(Provided data Opens)
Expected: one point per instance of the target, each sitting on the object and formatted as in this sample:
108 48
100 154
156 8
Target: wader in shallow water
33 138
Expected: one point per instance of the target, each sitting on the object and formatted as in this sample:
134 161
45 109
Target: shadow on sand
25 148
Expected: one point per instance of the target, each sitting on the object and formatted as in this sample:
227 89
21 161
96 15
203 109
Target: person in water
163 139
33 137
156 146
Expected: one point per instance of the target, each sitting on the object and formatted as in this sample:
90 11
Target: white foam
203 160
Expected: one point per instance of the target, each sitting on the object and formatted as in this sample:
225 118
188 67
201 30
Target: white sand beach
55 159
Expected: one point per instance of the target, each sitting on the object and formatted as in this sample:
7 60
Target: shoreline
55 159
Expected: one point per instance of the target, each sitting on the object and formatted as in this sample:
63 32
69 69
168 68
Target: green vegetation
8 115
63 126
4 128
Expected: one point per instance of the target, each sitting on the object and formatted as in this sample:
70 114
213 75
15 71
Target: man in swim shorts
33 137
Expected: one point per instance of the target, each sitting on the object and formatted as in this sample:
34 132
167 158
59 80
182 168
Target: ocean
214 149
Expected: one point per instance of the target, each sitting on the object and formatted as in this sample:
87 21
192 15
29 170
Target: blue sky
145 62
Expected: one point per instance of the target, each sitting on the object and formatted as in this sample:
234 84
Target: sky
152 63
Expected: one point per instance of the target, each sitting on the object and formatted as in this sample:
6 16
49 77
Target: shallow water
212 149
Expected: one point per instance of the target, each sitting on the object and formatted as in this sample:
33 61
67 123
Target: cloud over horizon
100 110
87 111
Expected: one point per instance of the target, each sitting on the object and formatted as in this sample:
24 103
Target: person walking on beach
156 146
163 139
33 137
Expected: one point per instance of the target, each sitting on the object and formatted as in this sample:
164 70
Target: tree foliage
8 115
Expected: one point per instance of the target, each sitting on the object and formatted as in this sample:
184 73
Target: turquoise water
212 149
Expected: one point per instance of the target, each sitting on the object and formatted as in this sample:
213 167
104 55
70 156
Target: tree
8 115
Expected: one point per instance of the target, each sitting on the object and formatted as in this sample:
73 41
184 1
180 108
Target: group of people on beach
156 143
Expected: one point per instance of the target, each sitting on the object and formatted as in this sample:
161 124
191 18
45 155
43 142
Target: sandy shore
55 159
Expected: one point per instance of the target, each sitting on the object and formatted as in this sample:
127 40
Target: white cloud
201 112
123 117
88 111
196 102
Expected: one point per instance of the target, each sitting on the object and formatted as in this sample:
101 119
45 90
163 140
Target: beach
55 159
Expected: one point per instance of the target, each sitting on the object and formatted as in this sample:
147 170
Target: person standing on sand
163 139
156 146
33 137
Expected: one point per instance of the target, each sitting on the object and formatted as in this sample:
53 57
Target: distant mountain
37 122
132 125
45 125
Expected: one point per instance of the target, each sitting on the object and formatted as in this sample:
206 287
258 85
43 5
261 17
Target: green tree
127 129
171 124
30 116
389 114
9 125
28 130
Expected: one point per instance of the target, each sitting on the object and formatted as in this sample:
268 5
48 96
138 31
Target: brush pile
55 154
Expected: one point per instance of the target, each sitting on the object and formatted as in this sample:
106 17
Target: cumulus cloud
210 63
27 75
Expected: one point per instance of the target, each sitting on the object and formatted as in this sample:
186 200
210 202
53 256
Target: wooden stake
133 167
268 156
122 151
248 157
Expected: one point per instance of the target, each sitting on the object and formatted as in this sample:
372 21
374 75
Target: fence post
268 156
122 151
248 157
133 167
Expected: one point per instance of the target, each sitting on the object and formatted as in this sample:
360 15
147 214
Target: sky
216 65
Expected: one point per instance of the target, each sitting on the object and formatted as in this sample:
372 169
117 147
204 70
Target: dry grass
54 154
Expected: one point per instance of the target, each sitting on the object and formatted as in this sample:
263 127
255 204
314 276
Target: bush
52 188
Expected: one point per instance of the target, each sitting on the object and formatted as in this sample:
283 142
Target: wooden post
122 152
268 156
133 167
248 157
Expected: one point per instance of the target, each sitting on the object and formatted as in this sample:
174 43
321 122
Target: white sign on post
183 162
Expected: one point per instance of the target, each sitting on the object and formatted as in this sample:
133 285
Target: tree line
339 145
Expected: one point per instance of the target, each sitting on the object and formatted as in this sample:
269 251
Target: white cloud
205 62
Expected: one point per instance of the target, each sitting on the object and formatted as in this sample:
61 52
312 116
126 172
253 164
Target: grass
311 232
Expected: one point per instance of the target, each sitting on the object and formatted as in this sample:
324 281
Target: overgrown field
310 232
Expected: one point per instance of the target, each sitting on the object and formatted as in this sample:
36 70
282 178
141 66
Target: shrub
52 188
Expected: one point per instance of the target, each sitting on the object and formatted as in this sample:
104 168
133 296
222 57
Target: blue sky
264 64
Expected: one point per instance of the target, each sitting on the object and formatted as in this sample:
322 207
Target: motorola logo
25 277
(Provided data Closes)
Repeat every line of the material exactly as given.

*Task answer*.
Expected: one point per instance of the target, each sitting on the object and formatted as in this sample:
108 48
100 154
156 8
Target: wader in shallow water
33 138
Expected: one point per instance of the target, each sitting on the object and formatted as in this sample:
134 161
45 109
Target: shadow on sand
25 148
Expected: one point per instance of the target, each sitting on the object and formatted as in this sample:
227 89
21 161
96 15
203 109
Target: person in water
163 139
33 137
156 146
Expected: one point per instance of the target, each sitting on the object and formatted as in this sample:
90 11
Target: white foam
203 160
Expected: one point per instance of the target, each sitting on the object and formatted as in this sample:
225 118
188 67
201 30
Target: white sand beach
55 159
Expected: one point per instance of the target, each sitting on the object and formatted as in this sample:
7 60
Target: shoreline
55 159
Expected: one point per instance of the target, each sitting on the object and formatted as in this sample:
63 32
69 69
168 68
Target: green vegetation
8 115
63 126
4 128
Expected: one point per instance of the target, each sitting on the object and formatted as in this sample:
70 114
213 75
15 71
Target: man in swim shorts
33 137
Expected: one point per instance of the target, each sitting on the object and formatted as in this sample:
34 132
167 158
59 80
182 168
Target: ocean
214 149
Expected: one point per instance of the target, each sitting on the object and formatted as in this sample:
87 21
192 15
29 170
Target: blue sky
145 62
Expected: one point per instance of the target, each sitting on the object and formatted as in this sample:
234 84
Target: sky
152 63
Expected: one point per instance of the target, each sitting on the object and formatted as in this sample:
6 16
49 77
Target: shallow water
212 149
Expected: one point per instance of the target, each sitting on the object and formatted as in this sample:
33 61
67 123
Target: cloud over horizon
100 110
87 111
Expected: one point per instance of the target, each sitting on the object and formatted as in this sample:
24 103
Target: person walking on beach
156 146
163 139
33 137
Expected: one point per instance of the target, each sitting on the object and formatted as in this sample:
164 70
Target: tree foliage
8 115
Expected: one point per instance of the target, each sitting on the object and formatted as in this sample:
184 73
Target: turquoise water
212 149
Expected: one point per instance of the target, each sitting on the object and formatted as in this sample:
213 167
104 55
70 156
Target: tree
8 115
Expected: one point per instance of the target, each sitting on the object and formatted as in this sample:
73 41
184 1
180 108
Target: group of people on beach
156 143
Expected: one point per instance of the target, each sitting on the object and formatted as in this sample:
161 124
191 18
45 155
43 142
Target: sandy shore
55 159
Expected: one point per instance of the target, each sitting on the object and formatted as in this sample:
127 40
Target: white cloud
201 112
123 117
88 111
196 102
Expected: one point per instance of the target, each sitting on the object and formatted as in this sample:
101 119
45 90
163 140
Target: beach
55 159
Expected: one point per instance of the target, each sitting on the object and formatted as in this sample:
147 170
Target: person standing on sand
163 139
156 146
33 137
Expected: one point per instance of the target, each sitting on the object and formatted as in this sample:
53 57
Target: distant mountain
37 122
132 125
45 125
Expected: one point per instance of the target, each sitting on the object and formatted as in this sample:
206 287
258 85
43 5
261 17
Target: green tree
127 129
171 124
30 116
389 114
9 125
28 130
Expected: one point per instance of the target, each sitting on the object and formatted as in this sample:
268 5
48 96
138 31
Target: brush pile
55 154
Expected: one point per instance of the target, each sitting on the object and formatted as in this sample:
106 17
Target: cumulus cloud
210 63
27 75
Expected: one point per instance of the target, each sitting on the object and formatted as in this sample:
186 200
210 202
53 256
Target: wooden stake
133 167
268 156
122 151
248 157
Expected: one point per instance of the target, each sitting on the object and formatted as in this sample:
372 21
374 75
Target: fence post
268 156
122 151
248 157
133 167
Expected: one point per instance of the target, each sitting on the object and formatted as in this sample:
360 15
147 214
Target: sky
216 65
Expected: one point per instance of the target, each sitting on the object and formatted as in this sample:
372 169
117 147
204 70
Target: dry grass
54 154
Expected: one point per instance of the target, each sitting on the object and formatted as in this sample:
263 127
255 204
314 276
Target: bush
52 188
Expected: one point per instance of the target, each sitting on the object and formatted as in this sample:
283 142
Target: wooden post
122 152
268 156
133 167
248 157
Expected: one point per instance of the target, each sitting on the object and formatted as in this sample:
174 43
321 122
Target: white sign on post
183 162
Expected: one point per instance of the target, each sitting on the object and formatted as in this sample:
133 285
Target: tree line
339 145
Expected: one point per instance of the target, each sitting on the object and formatted as in this sample:
269 251
Target: white cloud
205 62
Expected: one point per instance of the target, each sitting on the object and formatted as in this sample:
61 52
312 116
126 172
253 164
Target: grass
311 232
Expected: one point per instance of the target, each sitting on the object and formatted as in this sample:
324 281
Target: overgrown field
310 232
Expected: one point per instance of the target, each sitting on the object and formatted as in this sample:
36 70
282 178
141 66
Target: shrub
52 188
Expected: one point per instance of the target, each sitting on the object and formatted as in this sample:
104 168
133 296
222 57
Target: blue sky
264 64
Expected: one point per instance of the target, each sitting on the object and formatted as in this sample:
322 207
Target: motorola logo
25 277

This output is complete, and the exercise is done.